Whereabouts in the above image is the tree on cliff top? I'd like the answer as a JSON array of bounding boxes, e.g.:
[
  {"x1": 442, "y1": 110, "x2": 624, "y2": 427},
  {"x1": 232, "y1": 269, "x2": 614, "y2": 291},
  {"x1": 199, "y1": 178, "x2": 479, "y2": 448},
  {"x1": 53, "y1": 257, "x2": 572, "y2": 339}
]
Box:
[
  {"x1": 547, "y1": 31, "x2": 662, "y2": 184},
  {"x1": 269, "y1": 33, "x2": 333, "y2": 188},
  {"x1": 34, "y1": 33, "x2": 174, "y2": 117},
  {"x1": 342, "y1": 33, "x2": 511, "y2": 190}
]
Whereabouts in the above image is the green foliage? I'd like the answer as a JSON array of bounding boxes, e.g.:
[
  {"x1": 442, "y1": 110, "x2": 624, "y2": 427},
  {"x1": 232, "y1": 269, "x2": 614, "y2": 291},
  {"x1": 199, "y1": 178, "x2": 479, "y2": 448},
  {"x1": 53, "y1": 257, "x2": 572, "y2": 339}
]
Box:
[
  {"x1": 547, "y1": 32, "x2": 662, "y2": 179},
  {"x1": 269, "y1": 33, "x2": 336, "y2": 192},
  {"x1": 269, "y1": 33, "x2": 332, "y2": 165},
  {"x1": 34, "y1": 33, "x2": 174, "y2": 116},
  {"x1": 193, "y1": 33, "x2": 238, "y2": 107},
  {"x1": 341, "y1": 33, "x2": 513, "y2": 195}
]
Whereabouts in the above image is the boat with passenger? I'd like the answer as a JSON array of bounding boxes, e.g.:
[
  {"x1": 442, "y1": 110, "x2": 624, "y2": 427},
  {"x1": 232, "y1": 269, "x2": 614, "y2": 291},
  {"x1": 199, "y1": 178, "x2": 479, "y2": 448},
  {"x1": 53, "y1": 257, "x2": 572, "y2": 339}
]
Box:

***

* **Instruction**:
Rewrite the stretch from the line containing "Whereabouts in the above image is the green" through the end of the entries, replacing "Whereabouts" with "Where" and keeping everything else unchanged.

* **Written reply**:
Where in the above image is the green foliage? I'd like the answer as a JSON array of bounding boxes, e.g.:
[
  {"x1": 442, "y1": 110, "x2": 624, "y2": 427},
  {"x1": 232, "y1": 269, "x2": 614, "y2": 291},
  {"x1": 199, "y1": 178, "x2": 479, "y2": 448},
  {"x1": 53, "y1": 257, "x2": 572, "y2": 339}
]
Box:
[
  {"x1": 547, "y1": 32, "x2": 662, "y2": 179},
  {"x1": 269, "y1": 33, "x2": 336, "y2": 192},
  {"x1": 269, "y1": 33, "x2": 332, "y2": 165},
  {"x1": 34, "y1": 33, "x2": 174, "y2": 116},
  {"x1": 193, "y1": 33, "x2": 238, "y2": 107},
  {"x1": 341, "y1": 33, "x2": 513, "y2": 195}
]
Where in the above image is the boat with passenger? I'd like the answer as a JSON array of bounding boxes, e.g.:
[
  {"x1": 442, "y1": 110, "x2": 624, "y2": 427},
  {"x1": 232, "y1": 269, "x2": 614, "y2": 291},
  {"x1": 199, "y1": 178, "x2": 479, "y2": 448},
  {"x1": 53, "y1": 257, "x2": 572, "y2": 339}
]
Box:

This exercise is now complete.